▶ TASK ITEM
Take the records below and write them out again exactly.

[Saved entries]
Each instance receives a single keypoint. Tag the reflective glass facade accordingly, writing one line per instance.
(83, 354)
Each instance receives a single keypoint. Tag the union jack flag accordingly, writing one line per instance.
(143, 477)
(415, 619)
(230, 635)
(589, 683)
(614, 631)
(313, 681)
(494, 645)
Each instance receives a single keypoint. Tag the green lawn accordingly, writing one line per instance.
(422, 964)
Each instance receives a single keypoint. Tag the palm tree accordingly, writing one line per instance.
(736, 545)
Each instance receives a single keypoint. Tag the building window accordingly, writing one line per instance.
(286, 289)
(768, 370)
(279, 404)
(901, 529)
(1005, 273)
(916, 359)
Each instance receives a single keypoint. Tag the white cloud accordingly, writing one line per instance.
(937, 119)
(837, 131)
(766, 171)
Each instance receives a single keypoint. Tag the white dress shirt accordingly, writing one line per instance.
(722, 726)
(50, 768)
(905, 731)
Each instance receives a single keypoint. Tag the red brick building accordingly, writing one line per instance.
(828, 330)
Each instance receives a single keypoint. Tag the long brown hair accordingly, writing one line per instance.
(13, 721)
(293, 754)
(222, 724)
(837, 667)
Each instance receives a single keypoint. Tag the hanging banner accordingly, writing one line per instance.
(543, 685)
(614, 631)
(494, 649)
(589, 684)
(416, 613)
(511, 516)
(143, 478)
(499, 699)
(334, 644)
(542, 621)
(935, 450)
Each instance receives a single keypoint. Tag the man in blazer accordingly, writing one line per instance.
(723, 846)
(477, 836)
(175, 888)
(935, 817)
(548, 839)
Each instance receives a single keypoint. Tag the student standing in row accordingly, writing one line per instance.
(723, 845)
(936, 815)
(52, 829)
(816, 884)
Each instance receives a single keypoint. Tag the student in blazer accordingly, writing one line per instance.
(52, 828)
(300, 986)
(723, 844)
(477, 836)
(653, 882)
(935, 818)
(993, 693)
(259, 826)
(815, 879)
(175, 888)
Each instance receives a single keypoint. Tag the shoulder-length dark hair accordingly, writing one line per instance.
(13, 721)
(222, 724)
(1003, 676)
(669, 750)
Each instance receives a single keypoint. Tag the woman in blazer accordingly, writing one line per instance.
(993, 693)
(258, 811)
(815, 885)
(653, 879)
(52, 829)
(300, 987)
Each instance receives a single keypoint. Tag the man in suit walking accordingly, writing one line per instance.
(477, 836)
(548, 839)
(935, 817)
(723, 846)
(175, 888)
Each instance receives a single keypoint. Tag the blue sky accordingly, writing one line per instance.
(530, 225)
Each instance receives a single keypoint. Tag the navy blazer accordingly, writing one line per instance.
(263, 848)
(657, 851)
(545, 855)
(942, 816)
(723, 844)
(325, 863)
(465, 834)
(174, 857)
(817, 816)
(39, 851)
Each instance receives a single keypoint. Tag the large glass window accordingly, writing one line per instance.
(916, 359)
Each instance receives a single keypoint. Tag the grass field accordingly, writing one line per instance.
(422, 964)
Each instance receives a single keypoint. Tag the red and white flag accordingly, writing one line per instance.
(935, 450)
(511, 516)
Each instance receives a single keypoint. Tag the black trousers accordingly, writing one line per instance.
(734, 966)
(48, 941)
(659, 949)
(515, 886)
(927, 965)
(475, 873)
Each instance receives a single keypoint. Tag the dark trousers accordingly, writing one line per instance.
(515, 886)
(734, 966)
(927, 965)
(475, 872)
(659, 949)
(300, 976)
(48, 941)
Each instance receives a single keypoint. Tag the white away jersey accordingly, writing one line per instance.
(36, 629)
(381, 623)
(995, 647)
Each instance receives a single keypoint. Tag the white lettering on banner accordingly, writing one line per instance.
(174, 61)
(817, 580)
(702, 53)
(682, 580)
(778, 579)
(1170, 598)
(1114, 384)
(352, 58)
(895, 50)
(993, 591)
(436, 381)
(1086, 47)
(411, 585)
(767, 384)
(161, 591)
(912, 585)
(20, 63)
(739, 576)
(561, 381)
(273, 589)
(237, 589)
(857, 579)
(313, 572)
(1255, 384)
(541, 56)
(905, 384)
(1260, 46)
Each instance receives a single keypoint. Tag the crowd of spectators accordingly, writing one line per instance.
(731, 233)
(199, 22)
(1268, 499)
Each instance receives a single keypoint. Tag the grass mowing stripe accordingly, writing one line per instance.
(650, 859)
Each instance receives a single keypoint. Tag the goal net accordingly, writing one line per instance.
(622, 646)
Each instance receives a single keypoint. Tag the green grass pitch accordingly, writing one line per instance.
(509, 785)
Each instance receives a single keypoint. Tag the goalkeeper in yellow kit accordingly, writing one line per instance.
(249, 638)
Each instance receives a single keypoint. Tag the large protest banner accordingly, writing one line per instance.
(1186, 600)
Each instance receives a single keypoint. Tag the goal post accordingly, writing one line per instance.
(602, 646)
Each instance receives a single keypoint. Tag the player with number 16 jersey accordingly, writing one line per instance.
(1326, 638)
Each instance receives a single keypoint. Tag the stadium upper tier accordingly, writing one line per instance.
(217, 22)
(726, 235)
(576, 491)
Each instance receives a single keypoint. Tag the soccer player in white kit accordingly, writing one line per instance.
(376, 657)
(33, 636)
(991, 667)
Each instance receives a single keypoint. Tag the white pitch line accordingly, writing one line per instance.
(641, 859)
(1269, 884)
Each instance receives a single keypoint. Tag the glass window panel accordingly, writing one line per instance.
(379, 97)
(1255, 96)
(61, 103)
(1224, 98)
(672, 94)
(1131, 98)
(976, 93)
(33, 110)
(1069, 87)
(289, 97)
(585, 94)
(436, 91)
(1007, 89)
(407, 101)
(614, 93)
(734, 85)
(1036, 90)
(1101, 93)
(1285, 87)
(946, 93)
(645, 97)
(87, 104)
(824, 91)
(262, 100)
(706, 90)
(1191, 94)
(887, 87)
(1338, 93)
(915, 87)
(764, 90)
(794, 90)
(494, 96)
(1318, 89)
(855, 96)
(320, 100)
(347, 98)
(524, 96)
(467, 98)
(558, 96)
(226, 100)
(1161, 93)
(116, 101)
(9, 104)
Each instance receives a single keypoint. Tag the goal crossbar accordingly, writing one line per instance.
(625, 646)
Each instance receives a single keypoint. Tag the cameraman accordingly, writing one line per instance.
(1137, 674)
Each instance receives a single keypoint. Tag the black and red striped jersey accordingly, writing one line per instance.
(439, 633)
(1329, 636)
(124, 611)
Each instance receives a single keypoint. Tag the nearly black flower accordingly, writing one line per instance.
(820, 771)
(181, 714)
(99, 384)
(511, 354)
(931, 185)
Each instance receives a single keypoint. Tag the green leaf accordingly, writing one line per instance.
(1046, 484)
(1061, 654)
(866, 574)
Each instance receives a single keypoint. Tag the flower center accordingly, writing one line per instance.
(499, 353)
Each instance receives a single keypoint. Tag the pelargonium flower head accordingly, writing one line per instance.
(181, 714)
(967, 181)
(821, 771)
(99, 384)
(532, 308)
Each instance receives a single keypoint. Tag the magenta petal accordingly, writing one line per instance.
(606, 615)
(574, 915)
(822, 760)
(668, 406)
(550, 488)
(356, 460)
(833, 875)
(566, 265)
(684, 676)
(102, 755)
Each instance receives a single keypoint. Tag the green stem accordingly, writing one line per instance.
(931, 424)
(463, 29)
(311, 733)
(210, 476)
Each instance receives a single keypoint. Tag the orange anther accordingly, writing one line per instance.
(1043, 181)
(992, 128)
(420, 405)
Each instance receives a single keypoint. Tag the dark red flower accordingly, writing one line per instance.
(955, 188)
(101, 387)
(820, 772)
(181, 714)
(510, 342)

▶ EXERCISE OUTPUT
Each instance receives a single keypoint. Tag the reflective glass facade accordingly, writing one line per instance.
(83, 354)
Each instance receives a single keypoint. Tag the union jack flag accordingly, writing one line per instance.
(143, 477)
(415, 619)
(230, 635)
(589, 683)
(614, 631)
(313, 681)
(494, 645)
Each instance receives a single keypoint. Tag the green lawn accordingly, writing one line per instance.
(422, 964)
Each instance receives a single keypoint. Tag the palm tree accordingly, writing one line per instance.
(736, 545)
Each instance receives a single keypoint. Tag the building window accordingly, writing one line per instance.
(286, 289)
(768, 370)
(279, 404)
(901, 529)
(1005, 273)
(916, 359)
Each instance receives a single keypoint. Tag the white cloud accordingly, writing one line per instance.
(937, 119)
(837, 131)
(766, 171)
Each instance receives a single keypoint. Tag the white dress shirt accordingly, writing one line per instance.
(722, 726)
(50, 768)
(905, 731)
Each instance receives a single keypoint. Tag the red brick building accordingly, writing one line per instance.
(828, 330)
Each instance receives a single keypoint. Tag the long brown hair accordingly, writing one line per instance.
(13, 721)
(293, 754)
(222, 724)
(837, 667)
Each instance receives a single keypoint. Tag the hanging banner accordingly, writing one line per instance.
(543, 685)
(614, 631)
(494, 649)
(589, 684)
(416, 613)
(511, 516)
(143, 478)
(499, 699)
(334, 644)
(542, 621)
(935, 450)
Each instance receives a single keypoint. Tag the man in blazer accordingly, writing one line per instance.
(723, 846)
(477, 836)
(175, 888)
(935, 817)
(548, 839)
Each instance receives a single keypoint. Tag the student standing in row accordingly, writing one line per instance.
(723, 845)
(936, 815)
(52, 829)
(816, 884)
Each instance receives a single keypoint. Tag the student in blazer accordingly, writing one line per instance.
(52, 828)
(300, 986)
(723, 844)
(477, 836)
(653, 882)
(935, 818)
(993, 693)
(259, 826)
(815, 879)
(175, 888)
Each instance receives a single keypoint. Tag the shoulder-length dark hair accordingly, writing one line per instance.
(13, 721)
(222, 724)
(1003, 676)
(669, 750)
Each instance receives a single keypoint. Tag the woman in blazer accordingly, writing one line per instance.
(993, 693)
(258, 811)
(815, 885)
(653, 879)
(52, 829)
(300, 987)
Each instance receives a single keypoint. Tag the man in suit walking accordingly, writing one line per instance.
(477, 836)
(548, 839)
(935, 817)
(723, 846)
(175, 888)
Each instance receives a single keypoint. Tag the blue sky accordingly, writing one line per instance.
(530, 225)
Each instance receives a single keypoint. Tag the navy blazer accordingly, writing one line per instance.
(263, 848)
(657, 851)
(545, 855)
(942, 816)
(723, 844)
(325, 863)
(465, 834)
(174, 857)
(817, 816)
(39, 851)
Each instance receives a single keypoint. Tag the large glass window accordingly, writing one line per instance.
(916, 359)
Each instance receives a single keypoint. Tag the grass field accordingly, writing one line per instance.
(422, 964)
Each instance receives a single keypoint. Tag the red and white flag accordingly, writing one line per instance.
(935, 450)
(511, 516)
Each instance receives a single keypoint. Tag the black trousers accordingly, writing one line per instance.
(734, 966)
(48, 941)
(659, 949)
(515, 886)
(927, 965)
(475, 873)
Each instance receives a single keypoint. Tag the dark trousers accordingly, writing one line per instance.
(515, 886)
(734, 966)
(927, 965)
(475, 872)
(659, 949)
(300, 976)
(48, 941)
Each instance receives a single keypoint. Tag the white away jersey accordingly, writing one line per instance.
(36, 629)
(381, 623)
(995, 647)
Each instance receives a single keypoint. Tag the white lettering on banner accordingly, writing one line per instance.
(174, 61)
(817, 580)
(702, 53)
(682, 580)
(778, 579)
(1170, 598)
(1114, 384)
(352, 58)
(895, 50)
(993, 591)
(436, 381)
(1086, 47)
(411, 585)
(767, 384)
(161, 591)
(912, 585)
(20, 63)
(739, 576)
(561, 381)
(273, 589)
(237, 589)
(857, 579)
(313, 572)
(1255, 384)
(541, 56)
(905, 384)
(1260, 46)
Each instance receives a single keypoint. Tag the crowd of spectators accordingly, writing one line per instance.
(731, 233)
(199, 22)
(1268, 499)
Each instance receives a single keypoint. Tag the grass mowing stripe accordingly, writing one line per instance.
(650, 859)
Each instance receives a single keypoint. Tag the goal net accordingly, writing one line per instance.
(622, 646)
Each instance receives a single keypoint. Tag the green grass pitch accordingly, writing one line per instance.
(509, 785)
Each instance receives a single keypoint. Tag the goalkeeper in yellow kit accordingly, writing one line per instance.
(249, 638)
Each instance receives a single keypoint. Tag the large protest banner accordingly, writing one line per instance.
(1186, 600)
Each instance receives a single keypoint. Tag the goal post accordingly, writing one line per instance.
(602, 646)
Each instance receives a single keypoint. Tag the player with number 16 jersey accordingly, writing one line per instance.
(1326, 638)
Each instance receives a single keypoint. Tag the stadium upper tier accordingly, writing one line per instance.
(217, 22)
(726, 235)
(576, 491)
Each instance receives a single keypoint. Tag the soccer player in white kit accordingly, writing one line per instance.
(376, 657)
(33, 636)
(991, 667)
Each instance receives a single keypoint. Tag the white pitch line accordingly, writing one line per instance.
(641, 859)
(1269, 884)
Each instance receives a single keypoint. Tag the glass window panel accordingly, writing one line per instance.
(379, 97)
(1255, 96)
(61, 103)
(1224, 98)
(672, 94)
(1131, 98)
(976, 93)
(33, 110)
(1069, 87)
(289, 97)
(585, 94)
(436, 91)
(1007, 89)
(407, 101)
(614, 93)
(734, 85)
(1036, 90)
(1101, 93)
(1285, 87)
(946, 93)
(645, 97)
(87, 104)
(824, 91)
(262, 100)
(706, 90)
(1191, 94)
(887, 87)
(1338, 93)
(915, 87)
(764, 90)
(794, 90)
(494, 96)
(1318, 89)
(855, 96)
(320, 100)
(347, 98)
(524, 96)
(467, 98)
(558, 96)
(226, 100)
(1161, 93)
(116, 101)
(9, 104)
Each instance receives a single keypoint. Tag the goal crossbar accordingly, writing one line per instance.
(625, 646)
Each instance receives a single keypoint. Tag the cameraman accordingly, writing one line per instance.
(1137, 674)
Each instance receives a single keypoint. Tag the black and red striped jersey accordingly, writing one line per instance.
(439, 633)
(1329, 636)
(124, 611)
Each instance receives a single keypoint. Tag the nearly black flower accordingly, writing one line per instance.
(820, 771)
(181, 714)
(99, 384)
(511, 354)
(931, 185)
Each instance receives a single keypoint. Tag the green leaf accordingly, writing one line per instance.
(1046, 484)
(1061, 654)
(866, 574)
Each instance receives a single keypoint. Tag the flower center accordingly, writing one line per instance.
(499, 353)
Each instance receives a single keypoint. Tag the pelargonium flower head accordingly, writing one line per instance.
(181, 714)
(967, 181)
(821, 771)
(99, 384)
(532, 308)
Each instance receives a single keypoint. Tag the magenta petal accordingly, writing one line per instance.
(606, 615)
(574, 915)
(822, 760)
(668, 406)
(550, 488)
(356, 460)
(833, 875)
(566, 265)
(684, 676)
(102, 755)
Each instance receives a single keypoint. Tag the green stem accordingly, writing one line per instance.
(931, 424)
(463, 29)
(311, 733)
(210, 476)
Each instance receives a single keypoint. Tag the orange anther accordingly, writing one line per instance.
(1043, 181)
(992, 128)
(420, 405)
Each instance receives a single keypoint. Tag the dark red flower accordingly, writing one line per instance.
(955, 188)
(101, 387)
(820, 772)
(181, 714)
(510, 342)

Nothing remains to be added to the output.